Return the rows below unchanged, from the line containing "Annotation task — locate each instance of the pine" through the line containing "Annotation task — locate each instance of the small", both lines included.

────────────────────

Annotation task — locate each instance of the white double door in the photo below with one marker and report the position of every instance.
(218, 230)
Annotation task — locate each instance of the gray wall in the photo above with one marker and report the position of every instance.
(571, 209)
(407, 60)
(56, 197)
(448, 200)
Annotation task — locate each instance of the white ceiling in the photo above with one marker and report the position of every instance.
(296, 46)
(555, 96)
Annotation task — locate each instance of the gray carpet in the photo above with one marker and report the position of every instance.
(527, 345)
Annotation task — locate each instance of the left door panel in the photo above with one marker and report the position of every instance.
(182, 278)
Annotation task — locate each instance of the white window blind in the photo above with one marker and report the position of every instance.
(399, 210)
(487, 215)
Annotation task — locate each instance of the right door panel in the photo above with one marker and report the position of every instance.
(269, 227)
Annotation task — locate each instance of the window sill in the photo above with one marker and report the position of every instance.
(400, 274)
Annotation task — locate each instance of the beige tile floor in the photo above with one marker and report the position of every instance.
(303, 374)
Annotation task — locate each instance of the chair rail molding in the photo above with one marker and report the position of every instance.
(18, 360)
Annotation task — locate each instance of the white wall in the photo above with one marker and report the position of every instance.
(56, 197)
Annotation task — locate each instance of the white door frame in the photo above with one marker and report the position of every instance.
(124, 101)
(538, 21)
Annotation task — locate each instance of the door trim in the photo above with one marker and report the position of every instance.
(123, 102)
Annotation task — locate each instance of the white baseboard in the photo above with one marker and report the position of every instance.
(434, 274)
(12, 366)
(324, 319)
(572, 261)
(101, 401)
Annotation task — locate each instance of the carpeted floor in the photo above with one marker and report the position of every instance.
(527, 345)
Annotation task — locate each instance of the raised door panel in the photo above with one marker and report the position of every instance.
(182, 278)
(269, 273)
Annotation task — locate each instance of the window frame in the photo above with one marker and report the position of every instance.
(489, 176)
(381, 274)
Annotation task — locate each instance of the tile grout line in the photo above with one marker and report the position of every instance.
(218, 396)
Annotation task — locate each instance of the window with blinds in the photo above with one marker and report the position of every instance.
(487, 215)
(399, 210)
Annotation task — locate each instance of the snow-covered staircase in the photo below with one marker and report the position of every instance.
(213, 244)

────────────────────

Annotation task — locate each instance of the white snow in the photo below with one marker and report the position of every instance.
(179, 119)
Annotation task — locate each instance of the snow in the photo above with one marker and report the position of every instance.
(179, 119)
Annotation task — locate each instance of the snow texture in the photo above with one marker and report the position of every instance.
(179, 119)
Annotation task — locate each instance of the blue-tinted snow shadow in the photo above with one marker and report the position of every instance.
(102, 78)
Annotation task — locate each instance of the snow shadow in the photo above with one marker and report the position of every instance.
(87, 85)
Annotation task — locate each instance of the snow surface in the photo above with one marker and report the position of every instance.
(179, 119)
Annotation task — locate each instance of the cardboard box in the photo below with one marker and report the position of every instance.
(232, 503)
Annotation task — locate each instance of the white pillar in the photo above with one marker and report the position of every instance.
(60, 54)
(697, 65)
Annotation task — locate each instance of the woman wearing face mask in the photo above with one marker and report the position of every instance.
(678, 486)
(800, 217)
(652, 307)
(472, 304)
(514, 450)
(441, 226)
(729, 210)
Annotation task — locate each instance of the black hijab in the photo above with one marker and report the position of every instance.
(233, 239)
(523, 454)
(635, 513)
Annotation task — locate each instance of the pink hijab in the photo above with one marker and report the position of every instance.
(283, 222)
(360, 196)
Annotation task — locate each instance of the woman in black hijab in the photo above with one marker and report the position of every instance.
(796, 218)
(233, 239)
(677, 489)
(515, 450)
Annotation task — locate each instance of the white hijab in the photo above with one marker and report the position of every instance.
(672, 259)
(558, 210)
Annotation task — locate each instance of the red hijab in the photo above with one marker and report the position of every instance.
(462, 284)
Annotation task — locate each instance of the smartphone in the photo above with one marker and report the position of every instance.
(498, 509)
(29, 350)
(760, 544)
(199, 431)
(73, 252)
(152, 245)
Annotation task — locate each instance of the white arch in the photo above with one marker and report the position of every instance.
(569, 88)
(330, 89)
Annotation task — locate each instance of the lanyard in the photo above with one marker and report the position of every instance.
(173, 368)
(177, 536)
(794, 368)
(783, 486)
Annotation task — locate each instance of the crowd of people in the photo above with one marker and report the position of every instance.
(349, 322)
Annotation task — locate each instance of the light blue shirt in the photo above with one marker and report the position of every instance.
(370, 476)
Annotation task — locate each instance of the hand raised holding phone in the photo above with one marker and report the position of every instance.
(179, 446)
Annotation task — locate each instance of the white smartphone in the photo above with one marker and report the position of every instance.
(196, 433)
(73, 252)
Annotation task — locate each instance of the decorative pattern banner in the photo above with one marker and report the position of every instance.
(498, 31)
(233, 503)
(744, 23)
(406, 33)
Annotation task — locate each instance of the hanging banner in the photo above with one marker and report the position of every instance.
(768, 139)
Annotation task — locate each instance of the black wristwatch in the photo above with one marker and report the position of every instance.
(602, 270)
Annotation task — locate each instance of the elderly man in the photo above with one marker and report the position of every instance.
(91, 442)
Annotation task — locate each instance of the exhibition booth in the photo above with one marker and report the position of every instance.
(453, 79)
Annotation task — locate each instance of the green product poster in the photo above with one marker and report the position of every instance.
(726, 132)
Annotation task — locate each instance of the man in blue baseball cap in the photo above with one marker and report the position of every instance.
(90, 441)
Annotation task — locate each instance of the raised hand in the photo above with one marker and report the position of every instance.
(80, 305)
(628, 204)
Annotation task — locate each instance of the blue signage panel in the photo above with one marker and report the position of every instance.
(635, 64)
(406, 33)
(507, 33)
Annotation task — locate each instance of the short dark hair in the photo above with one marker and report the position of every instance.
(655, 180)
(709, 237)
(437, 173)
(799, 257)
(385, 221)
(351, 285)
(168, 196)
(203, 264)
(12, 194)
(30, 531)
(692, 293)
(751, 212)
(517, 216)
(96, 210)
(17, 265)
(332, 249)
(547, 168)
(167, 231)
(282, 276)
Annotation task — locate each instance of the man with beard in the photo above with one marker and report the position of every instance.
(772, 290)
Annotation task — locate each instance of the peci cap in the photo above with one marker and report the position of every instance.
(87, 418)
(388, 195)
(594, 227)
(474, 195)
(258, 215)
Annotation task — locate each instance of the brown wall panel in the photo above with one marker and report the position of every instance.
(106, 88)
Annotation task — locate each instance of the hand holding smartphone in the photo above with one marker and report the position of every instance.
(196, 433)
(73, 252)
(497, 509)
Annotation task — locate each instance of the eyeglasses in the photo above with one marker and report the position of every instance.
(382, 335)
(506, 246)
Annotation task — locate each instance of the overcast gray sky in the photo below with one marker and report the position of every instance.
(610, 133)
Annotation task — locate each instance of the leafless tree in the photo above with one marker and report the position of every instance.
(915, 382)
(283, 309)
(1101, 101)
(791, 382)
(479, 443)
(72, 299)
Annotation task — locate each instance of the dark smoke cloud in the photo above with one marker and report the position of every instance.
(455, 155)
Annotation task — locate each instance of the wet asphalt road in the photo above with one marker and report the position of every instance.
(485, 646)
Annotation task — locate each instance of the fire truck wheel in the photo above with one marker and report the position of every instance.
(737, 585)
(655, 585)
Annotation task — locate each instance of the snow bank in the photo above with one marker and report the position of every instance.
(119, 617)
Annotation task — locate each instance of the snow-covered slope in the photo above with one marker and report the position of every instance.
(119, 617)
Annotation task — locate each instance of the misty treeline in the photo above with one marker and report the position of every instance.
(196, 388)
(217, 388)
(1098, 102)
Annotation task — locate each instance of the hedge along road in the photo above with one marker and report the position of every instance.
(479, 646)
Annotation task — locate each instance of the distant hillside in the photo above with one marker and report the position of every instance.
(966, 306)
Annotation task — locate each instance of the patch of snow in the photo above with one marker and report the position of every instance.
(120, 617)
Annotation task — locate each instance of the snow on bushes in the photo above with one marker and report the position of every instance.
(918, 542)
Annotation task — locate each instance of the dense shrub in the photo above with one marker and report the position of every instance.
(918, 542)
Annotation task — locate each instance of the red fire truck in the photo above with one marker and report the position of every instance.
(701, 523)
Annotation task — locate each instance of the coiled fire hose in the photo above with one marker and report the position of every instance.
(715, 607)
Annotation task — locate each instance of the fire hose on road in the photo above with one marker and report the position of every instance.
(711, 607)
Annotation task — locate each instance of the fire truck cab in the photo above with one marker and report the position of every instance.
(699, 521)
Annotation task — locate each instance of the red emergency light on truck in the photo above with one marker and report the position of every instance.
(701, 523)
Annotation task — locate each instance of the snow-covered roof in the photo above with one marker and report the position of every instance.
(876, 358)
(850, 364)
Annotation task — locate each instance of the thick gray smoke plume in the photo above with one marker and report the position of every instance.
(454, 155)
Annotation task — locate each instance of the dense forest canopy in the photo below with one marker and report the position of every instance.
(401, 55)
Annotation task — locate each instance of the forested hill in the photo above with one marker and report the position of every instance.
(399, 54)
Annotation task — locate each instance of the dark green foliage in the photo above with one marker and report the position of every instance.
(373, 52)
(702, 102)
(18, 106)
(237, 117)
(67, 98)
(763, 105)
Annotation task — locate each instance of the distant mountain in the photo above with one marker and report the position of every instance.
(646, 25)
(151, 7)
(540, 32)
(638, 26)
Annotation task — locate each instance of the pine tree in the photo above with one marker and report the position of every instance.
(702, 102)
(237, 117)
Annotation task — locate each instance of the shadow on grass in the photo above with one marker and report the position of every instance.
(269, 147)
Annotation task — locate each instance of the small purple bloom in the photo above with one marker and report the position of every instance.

────────────────────

◆ Task response ◆
Annotation task — locate each instance of the pine tree in the photo above with one marker and report the position of every instance.
(702, 102)
(237, 117)
Annotation task — locate each instance of the shadow on grass in the photo above with one marker and report the position of every instance.
(269, 147)
Annotation task — locate each instance of the small purple bloom in the photo above with one marker and report the position of every instance.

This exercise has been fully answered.